En el aniversario de la muerte de Jacinto, su mejor amigo, Hilaco, viaja al país de los
muertos a encontrarlo. El imaginario del trasmundo andino posee características del
católico, aunque difiere notablemente en otras. Por ejemplo, el hecho de que el mundo
de los vivos, en fechas específicas y a través de diversos rituales, puede comunicarse
con el mundo de los muertos. Es así como la obra de Brie está organizada como un
drama de estaciones en el que Hilaco va encontrándose con diversos muertos, hasta dar
con su amigo. De esta manera, la obra se conforma tanto en una memoria individual de
nuestros personajes, como en una memoria social a través de las estaciones por las que
van pasando.
La pieza está constituida a partir de 12 escenas, cada una con un título condensador de
sentido. La unidad entre la totalidad de las escenas la da un Relator (o la muerte, según
la opción que da la didascalia), que organiza el componente temático.

=== Líneas proporcionadas ===
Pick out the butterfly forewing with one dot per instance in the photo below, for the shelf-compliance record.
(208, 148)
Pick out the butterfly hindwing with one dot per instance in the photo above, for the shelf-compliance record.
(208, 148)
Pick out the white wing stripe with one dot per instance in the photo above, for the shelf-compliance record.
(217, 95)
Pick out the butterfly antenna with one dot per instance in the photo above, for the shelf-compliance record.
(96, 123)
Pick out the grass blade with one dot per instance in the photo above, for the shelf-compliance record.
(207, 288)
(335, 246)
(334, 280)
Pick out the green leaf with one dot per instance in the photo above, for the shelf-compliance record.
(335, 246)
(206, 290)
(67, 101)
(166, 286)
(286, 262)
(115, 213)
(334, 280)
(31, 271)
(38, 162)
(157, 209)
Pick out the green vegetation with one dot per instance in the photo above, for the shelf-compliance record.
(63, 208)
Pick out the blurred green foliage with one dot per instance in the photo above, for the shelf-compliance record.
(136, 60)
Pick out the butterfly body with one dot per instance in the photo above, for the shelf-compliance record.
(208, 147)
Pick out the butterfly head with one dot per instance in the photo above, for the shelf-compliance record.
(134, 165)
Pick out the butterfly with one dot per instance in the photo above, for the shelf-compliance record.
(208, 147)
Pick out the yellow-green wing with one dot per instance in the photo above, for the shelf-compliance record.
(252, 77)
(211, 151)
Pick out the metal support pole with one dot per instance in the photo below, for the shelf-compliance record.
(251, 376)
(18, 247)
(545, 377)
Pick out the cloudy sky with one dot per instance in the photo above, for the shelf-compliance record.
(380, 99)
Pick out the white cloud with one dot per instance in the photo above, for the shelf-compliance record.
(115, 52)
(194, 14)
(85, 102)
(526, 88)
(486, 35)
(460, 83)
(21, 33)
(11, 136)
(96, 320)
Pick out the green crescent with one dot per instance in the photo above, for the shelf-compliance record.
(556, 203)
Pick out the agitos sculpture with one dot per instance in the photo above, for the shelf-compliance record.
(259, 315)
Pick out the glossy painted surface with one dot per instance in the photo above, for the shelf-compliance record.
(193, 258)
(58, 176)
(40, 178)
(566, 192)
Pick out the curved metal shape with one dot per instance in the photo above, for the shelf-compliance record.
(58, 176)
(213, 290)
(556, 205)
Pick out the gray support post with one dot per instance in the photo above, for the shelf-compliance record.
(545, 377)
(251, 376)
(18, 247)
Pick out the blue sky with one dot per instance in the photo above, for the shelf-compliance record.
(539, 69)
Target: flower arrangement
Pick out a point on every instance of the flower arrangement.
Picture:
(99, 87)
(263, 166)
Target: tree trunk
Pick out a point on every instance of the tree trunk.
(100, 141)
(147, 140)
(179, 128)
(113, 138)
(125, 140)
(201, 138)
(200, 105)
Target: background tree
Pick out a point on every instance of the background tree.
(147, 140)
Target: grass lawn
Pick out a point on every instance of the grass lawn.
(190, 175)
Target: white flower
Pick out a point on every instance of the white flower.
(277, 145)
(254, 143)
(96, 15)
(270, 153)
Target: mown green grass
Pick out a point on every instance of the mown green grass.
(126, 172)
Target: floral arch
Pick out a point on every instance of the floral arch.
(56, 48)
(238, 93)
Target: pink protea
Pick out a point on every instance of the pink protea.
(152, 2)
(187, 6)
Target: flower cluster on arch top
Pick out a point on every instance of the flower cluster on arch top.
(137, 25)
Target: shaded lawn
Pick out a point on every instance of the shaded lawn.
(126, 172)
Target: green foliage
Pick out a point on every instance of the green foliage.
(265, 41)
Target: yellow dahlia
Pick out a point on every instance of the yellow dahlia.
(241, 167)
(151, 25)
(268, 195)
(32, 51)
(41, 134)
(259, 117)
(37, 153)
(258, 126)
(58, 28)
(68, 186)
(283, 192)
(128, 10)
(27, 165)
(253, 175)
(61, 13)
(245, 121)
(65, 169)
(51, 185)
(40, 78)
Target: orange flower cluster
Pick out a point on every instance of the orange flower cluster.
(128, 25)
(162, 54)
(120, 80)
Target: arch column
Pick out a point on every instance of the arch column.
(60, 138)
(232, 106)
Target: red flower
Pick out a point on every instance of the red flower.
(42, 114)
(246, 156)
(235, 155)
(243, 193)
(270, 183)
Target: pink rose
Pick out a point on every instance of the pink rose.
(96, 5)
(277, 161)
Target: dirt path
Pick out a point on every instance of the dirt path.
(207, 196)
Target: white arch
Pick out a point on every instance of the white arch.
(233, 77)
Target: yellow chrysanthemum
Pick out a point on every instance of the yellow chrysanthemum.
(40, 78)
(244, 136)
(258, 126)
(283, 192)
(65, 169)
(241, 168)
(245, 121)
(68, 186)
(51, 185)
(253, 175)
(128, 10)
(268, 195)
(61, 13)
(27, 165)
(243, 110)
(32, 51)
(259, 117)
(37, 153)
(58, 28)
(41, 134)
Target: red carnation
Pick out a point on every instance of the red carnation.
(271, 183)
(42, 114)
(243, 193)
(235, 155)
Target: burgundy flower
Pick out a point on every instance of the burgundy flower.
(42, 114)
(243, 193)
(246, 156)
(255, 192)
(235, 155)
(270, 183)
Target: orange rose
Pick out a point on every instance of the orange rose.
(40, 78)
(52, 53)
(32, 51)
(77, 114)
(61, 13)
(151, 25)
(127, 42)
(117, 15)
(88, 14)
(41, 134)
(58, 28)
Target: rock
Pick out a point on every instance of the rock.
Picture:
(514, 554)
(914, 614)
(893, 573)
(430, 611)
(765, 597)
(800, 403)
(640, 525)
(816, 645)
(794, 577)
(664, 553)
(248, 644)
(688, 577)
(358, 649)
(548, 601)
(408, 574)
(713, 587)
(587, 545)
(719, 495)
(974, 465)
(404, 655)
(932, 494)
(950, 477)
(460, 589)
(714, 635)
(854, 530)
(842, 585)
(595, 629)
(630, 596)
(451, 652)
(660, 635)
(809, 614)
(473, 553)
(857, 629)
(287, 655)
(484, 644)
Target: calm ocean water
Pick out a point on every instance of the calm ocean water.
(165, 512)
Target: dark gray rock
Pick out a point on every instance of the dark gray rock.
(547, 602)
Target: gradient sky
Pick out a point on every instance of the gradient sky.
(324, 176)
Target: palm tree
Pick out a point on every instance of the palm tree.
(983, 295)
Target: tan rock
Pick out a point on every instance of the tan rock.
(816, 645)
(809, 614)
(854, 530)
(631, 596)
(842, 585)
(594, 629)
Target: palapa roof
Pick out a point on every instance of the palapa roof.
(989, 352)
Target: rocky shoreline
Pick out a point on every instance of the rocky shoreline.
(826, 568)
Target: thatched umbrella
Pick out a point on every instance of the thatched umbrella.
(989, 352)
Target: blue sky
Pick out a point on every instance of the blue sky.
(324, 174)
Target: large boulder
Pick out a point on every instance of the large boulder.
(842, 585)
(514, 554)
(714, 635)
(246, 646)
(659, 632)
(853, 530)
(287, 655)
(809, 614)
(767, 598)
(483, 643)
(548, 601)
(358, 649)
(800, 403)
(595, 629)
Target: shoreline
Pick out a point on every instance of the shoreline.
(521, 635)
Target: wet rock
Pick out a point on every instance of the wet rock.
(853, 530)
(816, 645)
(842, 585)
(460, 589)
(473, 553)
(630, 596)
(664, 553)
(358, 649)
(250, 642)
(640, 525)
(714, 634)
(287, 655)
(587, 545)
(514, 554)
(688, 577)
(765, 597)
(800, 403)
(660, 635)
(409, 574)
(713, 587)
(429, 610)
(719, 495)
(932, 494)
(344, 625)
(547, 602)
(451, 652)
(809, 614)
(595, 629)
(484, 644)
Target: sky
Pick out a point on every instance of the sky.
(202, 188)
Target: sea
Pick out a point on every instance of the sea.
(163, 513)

=== Tareas por realizar ===
1) En el fragmento sobre la obra de Brie, reescriba el pasaje comprendido entre "La pieza está" y "el componente temático.", ambos inclusive, cambiando "Relator" por "Narrador".
2) Explique, con base en el fragmento sobre la obra de Brie, por qué esta se organiza como un drama de estaciones.

=== Resultados ===
1)
La pieza está constituida a partir de 12 escenas, cada una con un título condensador de
sentido. La unidad entre la totalidad de las escenas la da un Narrador (o la muerte, según
la opción que da la didascalia), que organiza el componente temático.

2) En el imaginario del trasmundo andino, el mundo de los vivos puede comunicarse con el de los muertos en fechas específicas y mediante diversos rituales. Por eso, Hilaco viaja al país de los muertos y va encontrándose con diversos muertos hasta dar con su amigo Jacinto.